#### [TASK INSTRUCTIONS]
In the data, from the first line through the line containing "[[[90,128],[90,140],[97,140],[97,128]]]", swap every occurrence of "every instance" for "all instances" and reproduce those lines with nothing else altered.

───── PROVIDED DATA

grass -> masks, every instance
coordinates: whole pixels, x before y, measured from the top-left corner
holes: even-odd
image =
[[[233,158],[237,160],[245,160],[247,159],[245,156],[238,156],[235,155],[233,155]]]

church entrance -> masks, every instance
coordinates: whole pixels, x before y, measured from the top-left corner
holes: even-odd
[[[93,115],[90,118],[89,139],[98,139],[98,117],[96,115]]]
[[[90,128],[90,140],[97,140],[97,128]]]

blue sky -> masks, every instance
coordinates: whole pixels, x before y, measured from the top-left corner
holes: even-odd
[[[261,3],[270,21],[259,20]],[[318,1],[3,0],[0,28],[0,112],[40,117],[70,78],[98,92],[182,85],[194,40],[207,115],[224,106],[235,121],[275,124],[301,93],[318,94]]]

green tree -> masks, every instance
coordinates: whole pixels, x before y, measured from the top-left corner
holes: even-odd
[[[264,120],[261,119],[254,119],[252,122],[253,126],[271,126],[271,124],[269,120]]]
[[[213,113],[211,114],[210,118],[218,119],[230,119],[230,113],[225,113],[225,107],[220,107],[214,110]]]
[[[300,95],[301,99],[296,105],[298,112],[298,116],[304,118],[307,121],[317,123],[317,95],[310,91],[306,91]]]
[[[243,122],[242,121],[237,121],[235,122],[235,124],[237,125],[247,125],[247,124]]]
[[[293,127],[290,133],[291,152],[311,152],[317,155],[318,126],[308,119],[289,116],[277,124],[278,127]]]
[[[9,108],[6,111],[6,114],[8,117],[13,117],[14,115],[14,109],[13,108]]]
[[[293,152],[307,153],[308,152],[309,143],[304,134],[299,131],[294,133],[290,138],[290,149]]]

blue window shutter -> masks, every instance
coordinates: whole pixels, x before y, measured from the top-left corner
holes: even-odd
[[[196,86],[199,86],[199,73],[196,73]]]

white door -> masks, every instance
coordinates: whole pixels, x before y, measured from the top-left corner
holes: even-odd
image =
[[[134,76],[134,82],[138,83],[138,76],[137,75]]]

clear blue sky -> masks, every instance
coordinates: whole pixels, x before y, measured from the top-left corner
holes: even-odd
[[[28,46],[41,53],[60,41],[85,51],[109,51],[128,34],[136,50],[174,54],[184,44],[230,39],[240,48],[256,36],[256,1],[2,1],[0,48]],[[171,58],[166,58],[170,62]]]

──────────

#### [CORRECT OUTPUT]
grass -> masks, all instances
coordinates: whole pixels, x before y, measured from the top-left corner
holes: even-odd
image =
[[[233,158],[237,160],[245,160],[247,159],[245,156],[238,156],[235,155],[233,155]]]

church entrance -> masks, all instances
coordinates: whole pixels, x before y, measured from the top-left corner
holes: even-odd
[[[93,115],[90,118],[89,139],[98,139],[98,117],[96,115]]]
[[[90,128],[90,140],[97,140],[97,128]]]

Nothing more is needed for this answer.